• _GIVEN REQUEST_: Copy each of the records below word for word.

━━━━━━━━━━━━━━━━━━━━

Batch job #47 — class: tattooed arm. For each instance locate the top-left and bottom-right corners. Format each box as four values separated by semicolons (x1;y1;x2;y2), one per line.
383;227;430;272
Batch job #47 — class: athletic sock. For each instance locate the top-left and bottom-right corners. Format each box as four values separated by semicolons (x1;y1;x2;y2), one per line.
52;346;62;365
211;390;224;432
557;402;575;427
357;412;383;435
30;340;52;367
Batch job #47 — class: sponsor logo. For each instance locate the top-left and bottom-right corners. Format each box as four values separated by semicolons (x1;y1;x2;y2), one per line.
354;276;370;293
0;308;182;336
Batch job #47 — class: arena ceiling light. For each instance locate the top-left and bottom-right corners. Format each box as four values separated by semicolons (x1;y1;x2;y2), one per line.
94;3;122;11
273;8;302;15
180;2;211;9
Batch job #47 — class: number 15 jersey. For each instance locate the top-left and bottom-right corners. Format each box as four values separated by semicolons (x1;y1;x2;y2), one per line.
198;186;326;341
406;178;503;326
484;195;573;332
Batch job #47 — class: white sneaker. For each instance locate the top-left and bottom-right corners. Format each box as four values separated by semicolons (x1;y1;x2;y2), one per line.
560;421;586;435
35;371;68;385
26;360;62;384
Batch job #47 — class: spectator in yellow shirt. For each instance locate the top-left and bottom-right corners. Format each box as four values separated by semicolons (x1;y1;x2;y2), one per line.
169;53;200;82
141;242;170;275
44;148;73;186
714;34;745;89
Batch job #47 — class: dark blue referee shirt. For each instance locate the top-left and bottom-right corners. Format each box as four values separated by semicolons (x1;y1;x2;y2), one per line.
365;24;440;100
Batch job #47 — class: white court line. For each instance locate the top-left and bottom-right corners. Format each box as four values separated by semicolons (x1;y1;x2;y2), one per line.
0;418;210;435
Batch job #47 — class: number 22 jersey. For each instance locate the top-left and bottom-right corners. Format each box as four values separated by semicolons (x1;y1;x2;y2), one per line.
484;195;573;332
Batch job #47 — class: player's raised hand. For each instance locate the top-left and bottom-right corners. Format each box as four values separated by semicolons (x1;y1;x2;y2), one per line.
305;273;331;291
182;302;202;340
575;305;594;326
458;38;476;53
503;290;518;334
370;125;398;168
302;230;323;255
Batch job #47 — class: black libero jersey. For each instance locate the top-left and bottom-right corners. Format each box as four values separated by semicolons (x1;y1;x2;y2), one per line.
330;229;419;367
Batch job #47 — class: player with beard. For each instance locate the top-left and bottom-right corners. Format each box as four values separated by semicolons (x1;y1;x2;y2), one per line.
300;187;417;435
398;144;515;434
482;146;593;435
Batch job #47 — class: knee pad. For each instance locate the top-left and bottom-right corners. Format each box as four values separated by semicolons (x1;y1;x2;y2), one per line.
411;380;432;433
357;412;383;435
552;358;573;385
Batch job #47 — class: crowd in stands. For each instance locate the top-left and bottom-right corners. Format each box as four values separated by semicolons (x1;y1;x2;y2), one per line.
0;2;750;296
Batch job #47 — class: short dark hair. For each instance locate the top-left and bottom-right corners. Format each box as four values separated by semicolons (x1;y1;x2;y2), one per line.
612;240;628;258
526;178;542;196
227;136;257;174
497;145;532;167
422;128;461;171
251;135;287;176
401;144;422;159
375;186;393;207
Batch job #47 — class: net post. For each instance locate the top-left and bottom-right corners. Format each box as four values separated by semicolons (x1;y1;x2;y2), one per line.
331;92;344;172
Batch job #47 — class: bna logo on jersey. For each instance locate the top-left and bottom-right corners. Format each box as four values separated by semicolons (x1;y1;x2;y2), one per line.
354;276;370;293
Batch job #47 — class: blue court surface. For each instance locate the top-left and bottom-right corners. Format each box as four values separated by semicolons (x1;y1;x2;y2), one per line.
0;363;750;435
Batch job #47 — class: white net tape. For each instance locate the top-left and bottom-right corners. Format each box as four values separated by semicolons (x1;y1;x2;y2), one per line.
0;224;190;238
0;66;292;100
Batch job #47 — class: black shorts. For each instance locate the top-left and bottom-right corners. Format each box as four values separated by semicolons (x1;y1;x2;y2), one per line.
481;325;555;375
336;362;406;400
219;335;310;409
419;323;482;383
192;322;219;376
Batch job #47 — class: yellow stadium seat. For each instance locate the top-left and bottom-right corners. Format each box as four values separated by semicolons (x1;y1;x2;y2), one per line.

━━━━━━━━━━━━━━━━━━━━

• _WRITTEN SOLUTION_:
Batch job #47 — class: tattooed arm. For each instance locate the top-left and bottom-right corners. Format each box as four values separated by semicolons (x1;y1;x2;y2), one per line.
383;227;430;272
Batch job #47 — class: athletic sock. For each instance locate the top-left and bottom-right corners. Format each box as four values separated by semicolons (x1;y1;x2;y2), one per line.
52;346;62;365
211;390;224;432
557;402;575;427
357;412;383;435
30;340;52;367
Batch job #47 — class: sponsor logo. For each instance locate the top-left and bottom-right corners. Format each box as four values separated by semicolons (x1;y1;x2;y2), one per line.
354;276;370;293
0;308;182;336
Batch job #47 — class: arena ceiling light. For each instance locate the top-left and bottom-right corners. Format each box as four values separated by semicolons (x1;y1;x2;y2), one per line.
94;3;122;11
273;8;302;15
180;2;211;9
Batch job #47 — class: number 15 jersey. For each instance locate the top-left and bottom-right corners. Format each box as four values separated by semicolons (x1;y1;x2;y2), one per line.
198;186;326;341
406;178;503;326
484;195;573;332
Batch job #47 — class: white sneaker. For each instance locate the top-left and bottom-right corners. Format each box as four values separated by semicolons (x1;y1;x2;y2), one per line.
560;421;586;435
35;371;68;385
26;360;62;384
Batch job #47 — class: spectator in yellow shirt. For each instance locate the top-left and bottom-right corners. Format each box as four values separated by semicolons (x1;y1;x2;y2), one per line.
169;53;200;82
141;242;170;275
44;148;73;186
714;34;745;89
Batch job #47 — class: dark blue referee shirt. For each instance locate the top-left and bottom-right corners. Format each box as four values separated by semicolons (x1;y1;x2;y2), one per line.
365;24;440;100
Batch job #47 — class: white court line. For each instance locate the top-left and bottom-right corners. Format each box as four values separated by semicolons (x1;y1;x2;y2), one per line.
0;418;210;435
Batch job #47 — class: number 22 jersey. For each instance locate the top-left and bottom-right corners. Format each box as four values separated by semicolons (x1;y1;x2;y2), one per line.
484;195;573;332
Batch job #47 — class: player's raised hand. For each instance locate the top-left and bottom-right corners. Format each box as four values separated by semicolons (x1;y1;x2;y2), one per line.
305;273;331;291
182;302;202;340
575;305;594;326
458;38;476;53
503;290;518;334
370;125;398;168
302;230;323;255
Batch job #47 — class: black libero jersey. For each instance locate the top-left and bottom-right corners. Format each box as four values separated by semicolons (x1;y1;x2;y2), one per line.
330;229;419;367
Batch job #47 — class: player with beard. For each instance locate the top-left and bottom-right corners. Format each box as four values separated by semicolons (x1;y1;x2;y2), one per line.
300;187;417;435
398;144;515;434
482;146;593;435
Batch job #47 — class: knee pad. For each instance locate the top-left and bottom-right corners. Format each box as four values separated by semicolons (x1;y1;x2;y2), one per line.
411;380;432;433
357;412;383;435
552;358;573;385
Batch job #47 — class: crowd in stands. For each instance locate the top-left and bottom-right corners. Format each box as four values separated by semicolons (x1;y1;x2;y2), one per line.
0;2;750;296
Batch job #47 — class: short dark hair. For each instance locate the top-left and bottom-right corners. Format each box as four values separated by semicolons (x1;y1;x2;y2), one per line.
612;240;628;258
526;178;542;196
227;136;257;174
497;145;532;167
422;128;461;171
251;135;287;176
401;144;422;159
375;186;393;207
Batch job #47 — class: net post. For each instance locate the top-left and bottom-right corners. Format each box as four values separated by semicolons (x1;y1;x2;y2), one per line.
331;92;344;172
Batch job #47 — class: bna logo on jersey. For each instance locate the top-left and bottom-right corners. Format each box as four values separated by semicolons (x1;y1;x2;y2), one per line.
354;276;370;293
Batch job #47 — class: blue court surface. For each instance locate the top-left and bottom-right corners. Format each box as four values separated by semicolons (x1;y1;x2;y2), one per line.
0;363;750;435
Batch job #47 — class: white net tape. For each instance locate the top-left and bottom-right corners. Format each box as four values separated by semicolons (x1;y1;x2;y2), one per line.
0;224;190;238
0;66;292;100
Batch job #47 — class: black shorts. For each instance locate the top-left and bottom-right corners. Format each box as four values separated by semicolons (x1;y1;x2;y2), one per line.
481;325;555;375
336;362;406;400
219;335;310;409
419;323;482;383
192;322;219;376
Batch job #47 — class: yellow stadium seat. For each instance locate the top-left and bottom-right corners. Format each box as four values separated by semicolons (x1;y1;x2;y2), one per line.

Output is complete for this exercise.